TASK LIST »
1 – In the news article on China's economic growth forecast, what growth rate for 2007 did the Central Bank report from last week expect?
2 – From the news article on China's economic growth forecast, return the passage that opens with the words containing "BEIJING (AP) - China's" and closes with "released months later.".
3 – Extend the news article on China's economic growth forecast past its final sentence.

Projection is ahead of the 8 percent target set by government.

BEIJING (AP) - China's feverish economic growth will slow slightly to about 10 percent next year, the chief economist for the National Statistics Bureau said Thursday.

The Central Bank estimated last week that the economy grew by about 10.5 percent in 2006. That estimate will likely be revised when official data are released months later.

Yao Jingyuan said at a news briefing that the economy will likely maintain ''fast and steady growth'' next year, with the growth rate likely to slow to around 10 percent.

His forecast was in line with a Central Bank report last week that put expected growth for 2007 at 9.8 percent. Both are well above the 8 percent target for 2007 set by a government strategy report released this month.

Yao's forecast suggests economic growth slowed slightly but remained rapid in the fourth quarter. The economy surged 10.7 percent in the first three quarters from the same period last year.

DATA EXCERPT »

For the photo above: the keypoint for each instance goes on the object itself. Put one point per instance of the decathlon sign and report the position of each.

EXPECTED RESULTS »
1 – 9.8 percent

2 –
BEIJING (AP) - China's feverish economic growth will slow slightly to about 10 percent next year, the chief economist for the National Statistics Bureau said Thursday.

The Central Bank estimated last week that the economy grew by about 10.5 percent in 2006. That estimate will likely be revised when official data are released months later.

3 –
So far this year, China's government has taken a series of tightening measures to prevent the economy from overheating, such as interest rate hikes and increases in banks' deposit reserve requirement ratio to curb excessive liquidity and rapid fixed-asset investment growth.

Yao said that China's economy still faces a risk of overheating, but that the government also needs to guard against a major slowdown in economic growth next year.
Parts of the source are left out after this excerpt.